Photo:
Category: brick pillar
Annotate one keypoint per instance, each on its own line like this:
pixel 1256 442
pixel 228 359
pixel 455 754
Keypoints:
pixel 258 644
* * * * * * *
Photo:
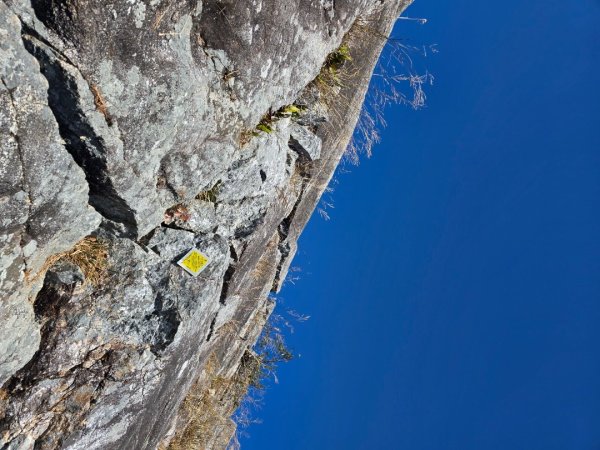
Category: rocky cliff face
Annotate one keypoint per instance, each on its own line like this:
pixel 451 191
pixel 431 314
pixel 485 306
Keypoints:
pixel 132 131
* * * * * * *
Directive - State how many lines of the material above contain the word "Category", treating uppercase and lowercase letters as distinct. Give only the number.

Full output - 2